§ Aim
Print the listing below line for line, changing nothing.

§ Material for this task
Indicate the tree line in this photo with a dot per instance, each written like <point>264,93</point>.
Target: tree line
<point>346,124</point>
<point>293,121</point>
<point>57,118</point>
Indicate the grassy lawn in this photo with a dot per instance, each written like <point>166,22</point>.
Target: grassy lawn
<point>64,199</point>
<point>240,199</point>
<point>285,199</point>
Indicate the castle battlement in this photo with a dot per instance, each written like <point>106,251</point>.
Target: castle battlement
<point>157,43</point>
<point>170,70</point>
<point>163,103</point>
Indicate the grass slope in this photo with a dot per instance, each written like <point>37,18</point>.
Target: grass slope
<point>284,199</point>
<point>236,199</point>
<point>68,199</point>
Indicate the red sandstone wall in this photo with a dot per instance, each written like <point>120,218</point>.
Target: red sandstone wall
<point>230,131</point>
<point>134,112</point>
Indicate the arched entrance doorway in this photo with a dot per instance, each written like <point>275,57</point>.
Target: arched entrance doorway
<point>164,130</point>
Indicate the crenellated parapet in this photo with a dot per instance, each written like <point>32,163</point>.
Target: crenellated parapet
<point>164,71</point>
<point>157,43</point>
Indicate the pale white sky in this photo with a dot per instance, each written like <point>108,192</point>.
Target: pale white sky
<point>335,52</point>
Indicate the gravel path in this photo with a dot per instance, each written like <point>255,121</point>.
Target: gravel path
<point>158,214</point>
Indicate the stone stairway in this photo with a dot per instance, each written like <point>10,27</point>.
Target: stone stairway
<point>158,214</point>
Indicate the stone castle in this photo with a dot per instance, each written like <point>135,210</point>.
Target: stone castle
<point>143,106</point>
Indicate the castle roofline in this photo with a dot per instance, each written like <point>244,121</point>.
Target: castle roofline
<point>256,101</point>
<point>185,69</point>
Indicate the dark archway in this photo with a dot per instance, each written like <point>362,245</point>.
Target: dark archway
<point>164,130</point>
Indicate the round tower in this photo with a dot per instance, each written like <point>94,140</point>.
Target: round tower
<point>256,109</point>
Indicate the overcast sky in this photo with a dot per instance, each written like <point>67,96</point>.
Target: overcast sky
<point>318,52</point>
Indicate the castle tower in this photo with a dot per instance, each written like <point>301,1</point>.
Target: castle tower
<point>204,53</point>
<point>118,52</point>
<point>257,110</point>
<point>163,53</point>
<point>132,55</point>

§ Answer to this task
Indicate the tree line in this photo with a dot per instance, each written like <point>264,93</point>.
Target: tree line
<point>346,124</point>
<point>293,121</point>
<point>57,118</point>
Indicate the grassy lawn in this photo with a dot per instance, each written like <point>166,22</point>.
Target: grassy lawn
<point>64,199</point>
<point>240,199</point>
<point>285,199</point>
Indicate the castle battlement in this photo with a dot per instance, each written like <point>106,251</point>.
Target: castle battlement
<point>157,43</point>
<point>170,70</point>
<point>163,103</point>
Indicate the grass slope in this photo with a dot per instance, each written like <point>37,18</point>.
Target: grass slope
<point>284,199</point>
<point>236,199</point>
<point>68,199</point>
Indicate the red sandstone wall in this photo with a dot per instance, each written like <point>120,218</point>.
Target: red sandstone wall
<point>230,131</point>
<point>134,112</point>
Indicate the arched entrance doorway in this photo with a dot per instance, each written like <point>275,57</point>.
Target: arched entrance doorway
<point>164,130</point>
Indicate the crenellated parapet in this photo with a dot per instance, each written like <point>32,163</point>.
Target: crenellated parapet
<point>164,71</point>
<point>157,43</point>
Indicate the pale white sky in this photo with a dot per instance, each written like <point>108,192</point>.
Target: pale white sky
<point>335,52</point>
Indicate the gravel path in this photo with a dot per instance, each written like <point>255,121</point>.
Target: gravel path
<point>158,214</point>
Indicate the stone stairway in this photo with a dot per instance, each written like <point>10,27</point>.
Target: stone stairway
<point>158,214</point>
Indicate the stone castle in this photo with a dot per instance, each written like <point>135,210</point>.
Target: stone castle
<point>143,106</point>
Indicate the castle roofline in this photo with a dot per instance, each written like <point>244,121</point>.
Target: castle roofline
<point>256,101</point>
<point>185,69</point>
Indicate the dark archway in this photo with a dot per instance, each written like <point>362,245</point>.
Target: dark archway
<point>164,130</point>
Indicate the round tower in this photo with a dot per instance, each written like <point>94,140</point>.
Target: round tower
<point>256,109</point>
Indicate the overcast sky in this photo with a dot per instance, each written like <point>67,96</point>.
Target: overcast sky
<point>318,52</point>
Indicate the castle tower in this photo with a dot per instance, each written like <point>301,1</point>.
Target: castle tower
<point>204,53</point>
<point>118,52</point>
<point>257,110</point>
<point>163,53</point>
<point>132,55</point>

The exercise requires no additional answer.